List the circuit judges named in the case excerpt that follows as hearing the case.

#### READING PASSAGE:
--*--
274 F. 893 (2nd Cir. 1921), 208, In re Eastern Shore Shipbuilding Corp.
|Citation:||274 F. 893|
|Party Name:||In re EASTERN SHORE SHIPBUILDING CORPORATION. v. WOOD. UNITED STATES SHIPPING BOARD EMERGENCY FLEET CORPORATION|
|Case Date:||June 15, 1921|
|Court:||United States Courts of Appeals, Court of Appeals for the Second Circuit|
Francis G. Caffey, U.S. Atty., of New York City (Edward F. Unger, Asst. U.S. Atty., of New York City, and Henry J. Gibbons and Wm. Y. C. Anderson, both of Philadelphia, Pa., of counsel), for appellant.
Rosenberg, Ball & Marvin, of New York City (Godfrey Goldmark, of New York City, of counsel), for appellee.
Before ROGERS, HOUGH, and MANTON, Circuit Judges.
ROGERS, Circuit Judge.
This case presents two questions of very considerable importance:
(1) Is the United States Shipping Board Emergency Fleet Corporation, organized under the laws of the District of Columbia for and on behalf of the United States in connection with the World War, such an agent of the United States that a debt due to it from the bankrupt is in fact and in law a debt due to the United States; and is the corporation as representing the United States entitled to claim whatever right of priority of payment the United States might be entitled to assert in the case of a debt owing to the government?
(2) If the court finds that the Fleet Corporation is such an agency, and may assert such rights to priority as the United States has, is the United States itself, under the Bankruptcy Act (Comp. St. Secs. 9585-9656), entitled to the prior payment of ordinary debts due to it as against the general creditors of the bankrupt?
--*--
#### DATA SHOWN:
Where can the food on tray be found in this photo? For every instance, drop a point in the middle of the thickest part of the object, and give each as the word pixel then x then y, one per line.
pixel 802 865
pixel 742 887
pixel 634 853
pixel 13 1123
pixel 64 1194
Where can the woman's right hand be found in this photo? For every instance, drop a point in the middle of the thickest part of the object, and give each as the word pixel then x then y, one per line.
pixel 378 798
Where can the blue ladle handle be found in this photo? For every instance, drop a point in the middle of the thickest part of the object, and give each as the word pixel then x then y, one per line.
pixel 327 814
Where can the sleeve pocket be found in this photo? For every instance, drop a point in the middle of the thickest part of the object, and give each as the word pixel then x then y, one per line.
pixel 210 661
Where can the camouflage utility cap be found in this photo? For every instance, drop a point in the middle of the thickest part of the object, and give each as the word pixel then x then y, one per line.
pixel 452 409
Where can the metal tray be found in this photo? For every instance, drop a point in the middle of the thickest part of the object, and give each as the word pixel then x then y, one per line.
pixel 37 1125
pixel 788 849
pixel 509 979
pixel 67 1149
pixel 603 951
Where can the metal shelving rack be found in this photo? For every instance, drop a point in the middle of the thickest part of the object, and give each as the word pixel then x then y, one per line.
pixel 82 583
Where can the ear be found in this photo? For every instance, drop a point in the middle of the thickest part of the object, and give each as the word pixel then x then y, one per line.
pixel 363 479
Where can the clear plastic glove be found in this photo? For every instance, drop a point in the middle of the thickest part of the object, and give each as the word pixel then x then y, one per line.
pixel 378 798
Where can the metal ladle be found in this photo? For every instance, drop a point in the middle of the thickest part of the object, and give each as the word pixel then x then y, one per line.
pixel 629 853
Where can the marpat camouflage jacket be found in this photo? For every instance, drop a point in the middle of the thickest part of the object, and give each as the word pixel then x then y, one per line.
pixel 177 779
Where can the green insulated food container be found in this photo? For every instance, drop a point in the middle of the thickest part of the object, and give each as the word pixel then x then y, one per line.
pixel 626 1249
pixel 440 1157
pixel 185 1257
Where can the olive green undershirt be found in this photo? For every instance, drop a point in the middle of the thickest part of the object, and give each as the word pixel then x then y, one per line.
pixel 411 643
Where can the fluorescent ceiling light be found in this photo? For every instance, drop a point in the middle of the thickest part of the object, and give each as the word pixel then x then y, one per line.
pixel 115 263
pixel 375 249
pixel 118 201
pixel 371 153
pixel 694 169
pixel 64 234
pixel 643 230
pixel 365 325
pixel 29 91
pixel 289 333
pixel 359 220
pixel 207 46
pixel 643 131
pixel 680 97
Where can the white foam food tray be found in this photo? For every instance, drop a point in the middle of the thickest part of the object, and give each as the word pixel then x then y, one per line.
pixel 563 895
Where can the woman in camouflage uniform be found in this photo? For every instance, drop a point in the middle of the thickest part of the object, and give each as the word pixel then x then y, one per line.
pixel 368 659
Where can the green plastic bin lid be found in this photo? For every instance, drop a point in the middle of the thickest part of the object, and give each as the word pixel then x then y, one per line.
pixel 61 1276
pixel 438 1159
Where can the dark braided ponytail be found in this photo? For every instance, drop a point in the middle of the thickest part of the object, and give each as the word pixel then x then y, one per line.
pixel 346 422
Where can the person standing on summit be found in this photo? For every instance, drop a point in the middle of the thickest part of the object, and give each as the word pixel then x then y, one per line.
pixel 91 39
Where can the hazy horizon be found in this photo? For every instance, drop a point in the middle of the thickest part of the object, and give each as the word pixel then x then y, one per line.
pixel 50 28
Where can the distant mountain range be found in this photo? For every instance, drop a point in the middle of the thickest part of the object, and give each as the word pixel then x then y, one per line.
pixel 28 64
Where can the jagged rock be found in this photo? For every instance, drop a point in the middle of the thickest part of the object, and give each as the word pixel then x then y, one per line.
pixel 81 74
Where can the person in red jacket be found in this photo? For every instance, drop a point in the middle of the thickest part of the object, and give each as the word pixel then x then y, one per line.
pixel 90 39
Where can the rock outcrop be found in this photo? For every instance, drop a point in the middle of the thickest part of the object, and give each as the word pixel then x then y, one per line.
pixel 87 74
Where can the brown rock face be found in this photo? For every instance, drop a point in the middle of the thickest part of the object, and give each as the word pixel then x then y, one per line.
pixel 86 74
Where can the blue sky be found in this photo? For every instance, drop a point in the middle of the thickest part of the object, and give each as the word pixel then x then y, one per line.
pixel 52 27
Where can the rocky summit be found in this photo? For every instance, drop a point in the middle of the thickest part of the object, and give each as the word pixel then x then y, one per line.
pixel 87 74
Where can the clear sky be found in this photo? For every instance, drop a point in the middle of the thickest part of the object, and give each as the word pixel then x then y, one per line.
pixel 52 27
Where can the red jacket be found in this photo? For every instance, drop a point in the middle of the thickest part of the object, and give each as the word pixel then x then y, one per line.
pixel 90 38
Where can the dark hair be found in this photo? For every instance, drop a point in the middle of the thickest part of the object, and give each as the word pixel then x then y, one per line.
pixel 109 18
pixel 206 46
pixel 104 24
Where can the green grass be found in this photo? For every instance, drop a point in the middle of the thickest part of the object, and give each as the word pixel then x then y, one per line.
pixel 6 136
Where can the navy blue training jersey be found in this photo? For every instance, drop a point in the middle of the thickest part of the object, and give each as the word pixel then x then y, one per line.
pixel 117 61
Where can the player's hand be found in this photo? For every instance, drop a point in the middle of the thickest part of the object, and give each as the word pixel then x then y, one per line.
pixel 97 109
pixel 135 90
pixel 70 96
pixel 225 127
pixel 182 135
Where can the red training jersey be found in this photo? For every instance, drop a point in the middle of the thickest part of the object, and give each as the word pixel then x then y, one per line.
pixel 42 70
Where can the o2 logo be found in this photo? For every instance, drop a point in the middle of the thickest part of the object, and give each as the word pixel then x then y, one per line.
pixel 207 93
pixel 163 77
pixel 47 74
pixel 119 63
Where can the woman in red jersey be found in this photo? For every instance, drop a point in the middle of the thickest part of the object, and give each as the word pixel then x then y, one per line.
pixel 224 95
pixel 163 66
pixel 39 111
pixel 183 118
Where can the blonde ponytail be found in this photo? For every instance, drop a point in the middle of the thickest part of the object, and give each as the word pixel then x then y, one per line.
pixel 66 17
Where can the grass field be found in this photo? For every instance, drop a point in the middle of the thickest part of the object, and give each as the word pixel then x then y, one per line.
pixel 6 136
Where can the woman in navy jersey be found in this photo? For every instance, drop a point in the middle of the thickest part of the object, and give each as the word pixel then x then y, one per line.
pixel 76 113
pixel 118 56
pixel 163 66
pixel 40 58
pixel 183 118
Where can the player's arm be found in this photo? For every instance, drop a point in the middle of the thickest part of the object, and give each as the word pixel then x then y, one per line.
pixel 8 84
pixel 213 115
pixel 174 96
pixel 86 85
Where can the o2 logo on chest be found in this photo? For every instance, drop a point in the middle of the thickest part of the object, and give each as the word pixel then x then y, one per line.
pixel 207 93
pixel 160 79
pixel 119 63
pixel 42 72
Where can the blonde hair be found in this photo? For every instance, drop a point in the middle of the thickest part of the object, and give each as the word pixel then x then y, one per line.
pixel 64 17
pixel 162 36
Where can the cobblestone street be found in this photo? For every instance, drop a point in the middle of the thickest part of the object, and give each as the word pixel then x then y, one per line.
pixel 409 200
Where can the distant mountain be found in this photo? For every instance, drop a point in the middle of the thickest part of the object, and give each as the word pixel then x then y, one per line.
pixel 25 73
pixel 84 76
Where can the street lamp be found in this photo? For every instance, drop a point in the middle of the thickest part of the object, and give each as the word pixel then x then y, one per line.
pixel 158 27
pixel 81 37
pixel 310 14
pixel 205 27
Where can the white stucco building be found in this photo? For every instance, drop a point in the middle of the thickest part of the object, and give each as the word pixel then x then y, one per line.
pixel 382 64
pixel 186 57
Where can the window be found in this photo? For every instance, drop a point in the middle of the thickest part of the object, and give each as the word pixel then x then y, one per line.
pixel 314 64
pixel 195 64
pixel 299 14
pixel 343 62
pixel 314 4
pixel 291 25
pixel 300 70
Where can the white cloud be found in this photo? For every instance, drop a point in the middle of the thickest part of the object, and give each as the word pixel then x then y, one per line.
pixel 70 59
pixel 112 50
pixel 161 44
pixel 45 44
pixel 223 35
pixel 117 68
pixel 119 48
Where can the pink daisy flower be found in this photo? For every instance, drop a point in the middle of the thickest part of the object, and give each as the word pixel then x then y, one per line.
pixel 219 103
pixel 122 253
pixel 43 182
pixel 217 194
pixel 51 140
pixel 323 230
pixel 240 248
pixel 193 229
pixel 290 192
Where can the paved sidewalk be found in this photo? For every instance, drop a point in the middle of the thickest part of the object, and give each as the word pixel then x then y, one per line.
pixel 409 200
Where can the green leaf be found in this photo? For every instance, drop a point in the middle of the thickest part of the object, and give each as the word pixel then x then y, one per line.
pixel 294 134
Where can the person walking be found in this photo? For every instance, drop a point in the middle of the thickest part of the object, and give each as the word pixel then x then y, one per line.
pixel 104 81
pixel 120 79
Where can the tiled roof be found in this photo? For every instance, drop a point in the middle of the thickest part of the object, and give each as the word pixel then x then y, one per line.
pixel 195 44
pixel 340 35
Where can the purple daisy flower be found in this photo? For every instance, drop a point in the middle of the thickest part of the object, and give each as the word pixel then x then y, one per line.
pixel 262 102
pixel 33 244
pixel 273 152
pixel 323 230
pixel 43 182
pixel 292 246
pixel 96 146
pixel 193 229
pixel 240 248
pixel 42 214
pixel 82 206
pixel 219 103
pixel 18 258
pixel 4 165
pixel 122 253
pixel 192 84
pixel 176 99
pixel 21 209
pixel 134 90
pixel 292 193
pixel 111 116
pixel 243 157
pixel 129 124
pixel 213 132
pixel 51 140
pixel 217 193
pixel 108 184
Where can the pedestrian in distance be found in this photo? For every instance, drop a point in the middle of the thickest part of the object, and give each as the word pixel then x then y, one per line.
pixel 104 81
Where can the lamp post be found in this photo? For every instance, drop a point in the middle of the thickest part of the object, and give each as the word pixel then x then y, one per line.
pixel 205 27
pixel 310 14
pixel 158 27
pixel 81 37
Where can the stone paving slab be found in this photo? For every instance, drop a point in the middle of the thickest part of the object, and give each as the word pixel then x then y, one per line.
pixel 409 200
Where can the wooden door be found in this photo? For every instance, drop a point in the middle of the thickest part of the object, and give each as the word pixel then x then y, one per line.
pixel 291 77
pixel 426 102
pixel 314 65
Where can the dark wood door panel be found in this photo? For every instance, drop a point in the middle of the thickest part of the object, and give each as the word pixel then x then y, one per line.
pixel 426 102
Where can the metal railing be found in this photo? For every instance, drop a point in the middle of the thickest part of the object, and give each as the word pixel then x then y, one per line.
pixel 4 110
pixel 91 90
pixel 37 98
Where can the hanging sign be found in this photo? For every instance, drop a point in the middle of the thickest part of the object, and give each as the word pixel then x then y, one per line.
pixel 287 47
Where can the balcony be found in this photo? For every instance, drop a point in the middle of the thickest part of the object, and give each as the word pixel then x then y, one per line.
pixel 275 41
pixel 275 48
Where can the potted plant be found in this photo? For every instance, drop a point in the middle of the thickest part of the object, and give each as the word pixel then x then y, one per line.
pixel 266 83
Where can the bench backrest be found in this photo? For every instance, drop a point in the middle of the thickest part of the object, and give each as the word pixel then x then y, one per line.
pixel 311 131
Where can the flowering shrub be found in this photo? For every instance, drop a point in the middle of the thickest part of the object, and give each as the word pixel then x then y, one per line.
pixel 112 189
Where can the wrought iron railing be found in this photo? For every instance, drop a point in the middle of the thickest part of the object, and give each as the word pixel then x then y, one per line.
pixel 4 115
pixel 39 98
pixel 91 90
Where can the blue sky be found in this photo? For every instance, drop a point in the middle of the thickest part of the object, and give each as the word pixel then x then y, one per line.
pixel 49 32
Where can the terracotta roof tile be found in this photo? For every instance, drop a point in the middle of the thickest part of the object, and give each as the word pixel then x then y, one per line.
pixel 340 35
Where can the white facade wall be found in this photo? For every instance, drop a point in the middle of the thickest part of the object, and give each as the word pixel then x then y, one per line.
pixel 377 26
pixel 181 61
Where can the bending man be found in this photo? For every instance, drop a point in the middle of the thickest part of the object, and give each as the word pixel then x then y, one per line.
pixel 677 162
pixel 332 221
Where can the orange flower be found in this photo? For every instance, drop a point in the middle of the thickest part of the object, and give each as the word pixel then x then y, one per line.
--*--
#### WRITTEN SOLUTION:
ROGERS, HOUGH, and MANTON